>>>

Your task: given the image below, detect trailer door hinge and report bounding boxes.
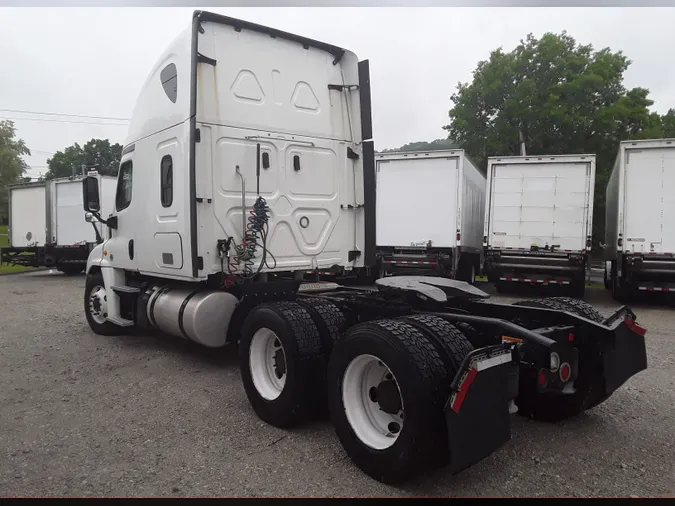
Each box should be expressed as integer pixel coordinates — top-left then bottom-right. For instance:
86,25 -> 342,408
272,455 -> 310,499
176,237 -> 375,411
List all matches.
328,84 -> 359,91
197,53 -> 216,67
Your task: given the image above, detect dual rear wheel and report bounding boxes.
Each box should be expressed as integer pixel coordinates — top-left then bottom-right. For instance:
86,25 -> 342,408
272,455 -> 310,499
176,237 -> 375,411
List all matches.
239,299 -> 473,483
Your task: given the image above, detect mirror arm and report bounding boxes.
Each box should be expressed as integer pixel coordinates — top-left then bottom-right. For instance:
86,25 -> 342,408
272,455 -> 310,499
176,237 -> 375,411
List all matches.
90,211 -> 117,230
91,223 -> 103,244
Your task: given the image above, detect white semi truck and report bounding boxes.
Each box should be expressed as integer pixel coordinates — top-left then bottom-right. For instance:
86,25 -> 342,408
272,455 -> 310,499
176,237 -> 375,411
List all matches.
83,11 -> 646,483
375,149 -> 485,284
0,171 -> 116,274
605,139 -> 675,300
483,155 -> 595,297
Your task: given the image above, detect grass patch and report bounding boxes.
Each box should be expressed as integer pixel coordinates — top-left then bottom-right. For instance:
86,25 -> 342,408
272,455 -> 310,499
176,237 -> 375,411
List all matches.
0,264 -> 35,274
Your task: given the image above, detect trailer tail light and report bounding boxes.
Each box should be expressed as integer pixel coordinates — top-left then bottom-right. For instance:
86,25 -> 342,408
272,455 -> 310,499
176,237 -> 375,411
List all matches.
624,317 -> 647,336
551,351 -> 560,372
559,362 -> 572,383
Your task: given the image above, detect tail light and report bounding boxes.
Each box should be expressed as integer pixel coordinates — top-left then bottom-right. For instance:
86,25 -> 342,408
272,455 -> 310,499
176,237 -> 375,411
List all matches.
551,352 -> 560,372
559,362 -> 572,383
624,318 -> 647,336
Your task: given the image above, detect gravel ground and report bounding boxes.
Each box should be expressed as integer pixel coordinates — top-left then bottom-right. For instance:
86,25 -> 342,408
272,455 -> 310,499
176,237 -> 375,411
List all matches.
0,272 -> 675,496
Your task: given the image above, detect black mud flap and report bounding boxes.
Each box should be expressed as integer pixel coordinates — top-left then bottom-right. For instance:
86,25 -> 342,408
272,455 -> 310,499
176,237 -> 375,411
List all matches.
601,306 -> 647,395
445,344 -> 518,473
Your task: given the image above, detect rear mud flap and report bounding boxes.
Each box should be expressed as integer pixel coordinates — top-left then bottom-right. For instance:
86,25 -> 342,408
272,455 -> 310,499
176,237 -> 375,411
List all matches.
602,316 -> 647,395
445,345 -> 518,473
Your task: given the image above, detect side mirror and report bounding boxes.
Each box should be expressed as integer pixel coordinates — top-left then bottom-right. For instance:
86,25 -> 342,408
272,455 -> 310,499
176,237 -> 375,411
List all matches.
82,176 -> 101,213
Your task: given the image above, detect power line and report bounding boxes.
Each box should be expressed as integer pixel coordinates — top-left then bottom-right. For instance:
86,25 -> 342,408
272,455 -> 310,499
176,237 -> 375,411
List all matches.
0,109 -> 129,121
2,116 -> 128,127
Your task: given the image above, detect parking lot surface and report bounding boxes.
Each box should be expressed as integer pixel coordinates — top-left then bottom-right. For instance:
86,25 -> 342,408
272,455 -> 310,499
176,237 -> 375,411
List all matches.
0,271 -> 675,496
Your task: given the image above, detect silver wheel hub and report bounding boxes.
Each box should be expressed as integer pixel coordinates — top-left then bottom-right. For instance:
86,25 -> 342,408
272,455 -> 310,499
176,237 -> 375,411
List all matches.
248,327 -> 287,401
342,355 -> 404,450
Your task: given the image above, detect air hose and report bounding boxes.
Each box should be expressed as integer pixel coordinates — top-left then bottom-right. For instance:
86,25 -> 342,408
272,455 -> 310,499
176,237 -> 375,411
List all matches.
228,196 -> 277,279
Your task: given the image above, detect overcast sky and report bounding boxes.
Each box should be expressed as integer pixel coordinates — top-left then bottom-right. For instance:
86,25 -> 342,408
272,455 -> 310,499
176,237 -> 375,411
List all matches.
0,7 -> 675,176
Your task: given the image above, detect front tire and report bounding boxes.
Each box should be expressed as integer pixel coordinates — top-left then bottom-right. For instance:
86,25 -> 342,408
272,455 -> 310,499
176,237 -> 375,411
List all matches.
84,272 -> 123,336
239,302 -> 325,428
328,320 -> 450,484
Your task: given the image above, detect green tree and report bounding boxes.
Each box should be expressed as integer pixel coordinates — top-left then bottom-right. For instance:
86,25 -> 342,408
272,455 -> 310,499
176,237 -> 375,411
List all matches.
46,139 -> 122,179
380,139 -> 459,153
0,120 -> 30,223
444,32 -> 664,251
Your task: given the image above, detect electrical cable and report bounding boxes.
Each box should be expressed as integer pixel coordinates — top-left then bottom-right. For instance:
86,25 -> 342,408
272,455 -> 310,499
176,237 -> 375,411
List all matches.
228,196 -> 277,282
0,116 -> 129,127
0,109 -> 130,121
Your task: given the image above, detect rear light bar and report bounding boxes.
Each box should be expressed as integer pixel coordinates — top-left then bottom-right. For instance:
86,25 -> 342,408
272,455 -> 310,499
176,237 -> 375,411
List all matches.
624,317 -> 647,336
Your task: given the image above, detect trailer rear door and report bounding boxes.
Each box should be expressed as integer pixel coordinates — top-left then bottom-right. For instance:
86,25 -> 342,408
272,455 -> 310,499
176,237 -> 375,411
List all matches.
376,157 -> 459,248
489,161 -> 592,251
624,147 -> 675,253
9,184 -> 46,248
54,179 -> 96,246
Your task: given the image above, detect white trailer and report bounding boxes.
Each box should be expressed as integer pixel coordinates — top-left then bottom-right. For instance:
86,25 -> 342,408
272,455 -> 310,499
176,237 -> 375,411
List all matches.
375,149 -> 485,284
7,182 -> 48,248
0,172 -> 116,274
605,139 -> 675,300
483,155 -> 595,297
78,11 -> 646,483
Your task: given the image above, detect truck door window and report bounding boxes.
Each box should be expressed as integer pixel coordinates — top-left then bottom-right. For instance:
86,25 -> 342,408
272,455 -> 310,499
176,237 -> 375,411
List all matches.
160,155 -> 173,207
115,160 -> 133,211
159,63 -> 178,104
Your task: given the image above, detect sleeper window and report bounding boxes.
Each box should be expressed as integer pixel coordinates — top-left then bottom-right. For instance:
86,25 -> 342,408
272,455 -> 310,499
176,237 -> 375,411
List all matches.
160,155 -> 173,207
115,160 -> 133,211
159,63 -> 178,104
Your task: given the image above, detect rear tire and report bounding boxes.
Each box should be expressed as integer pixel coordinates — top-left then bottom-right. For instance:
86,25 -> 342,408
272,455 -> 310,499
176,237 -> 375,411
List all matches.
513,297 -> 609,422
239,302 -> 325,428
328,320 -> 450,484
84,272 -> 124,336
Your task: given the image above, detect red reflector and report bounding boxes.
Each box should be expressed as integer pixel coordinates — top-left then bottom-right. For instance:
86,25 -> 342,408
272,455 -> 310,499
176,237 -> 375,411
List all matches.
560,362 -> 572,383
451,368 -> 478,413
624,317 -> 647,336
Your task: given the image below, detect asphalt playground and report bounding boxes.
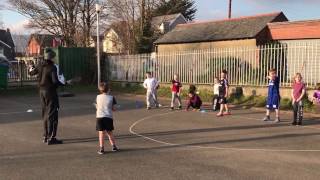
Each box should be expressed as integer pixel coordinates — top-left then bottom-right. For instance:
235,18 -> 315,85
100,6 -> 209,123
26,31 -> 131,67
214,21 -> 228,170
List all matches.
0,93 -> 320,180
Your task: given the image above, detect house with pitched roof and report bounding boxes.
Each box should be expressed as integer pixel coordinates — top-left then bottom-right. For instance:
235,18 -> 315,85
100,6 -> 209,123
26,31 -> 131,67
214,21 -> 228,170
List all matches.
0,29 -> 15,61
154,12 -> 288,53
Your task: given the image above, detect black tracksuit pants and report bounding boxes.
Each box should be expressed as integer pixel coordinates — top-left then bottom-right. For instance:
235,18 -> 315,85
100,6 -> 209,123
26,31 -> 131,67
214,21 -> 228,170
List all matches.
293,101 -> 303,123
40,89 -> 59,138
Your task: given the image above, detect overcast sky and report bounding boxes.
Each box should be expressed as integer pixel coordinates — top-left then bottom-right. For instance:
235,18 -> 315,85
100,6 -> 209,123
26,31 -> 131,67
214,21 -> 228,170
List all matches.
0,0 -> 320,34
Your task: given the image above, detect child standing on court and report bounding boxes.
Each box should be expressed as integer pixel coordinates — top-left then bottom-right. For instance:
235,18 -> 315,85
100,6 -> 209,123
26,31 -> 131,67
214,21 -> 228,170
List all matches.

<<<

■ WHAT YOU SHOULD DO
Lay out the records above as a Markdown table with the columns Row and Record line, one numbered row per line and blank lines left out. Start at the line containing "Your task: given the image above, detect air" and end after the line containing "0,7 -> 675,176".

■ RESULT
| Row | Record line |
|---|---|
| 1 | Your task: given the image above, detect air hose and report bounding boxes. |
| 2 | Each box should be expressed as integer pixel coordinates — top-left then bottom-right. For instance: |
| 3 | 86,25 -> 342,408 |
| 4 | 272,455 -> 310,499 |
| 5 | 176,237 -> 375,411 |
| 6 | List all matches. |
| 7 | 228,196 -> 277,279 |
| 8 | Your task: given the image above, detect overcast sky and report bounding boxes. |
| 9 | Each box should be expressed as integer pixel coordinates — top-left then bottom-right. For instance: |
| 10 | 86,25 -> 342,408 |
| 11 | 272,455 -> 310,499 |
| 12 | 176,237 -> 375,411 |
| 13 | List all matches. |
| 14 | 0,7 -> 675,176 |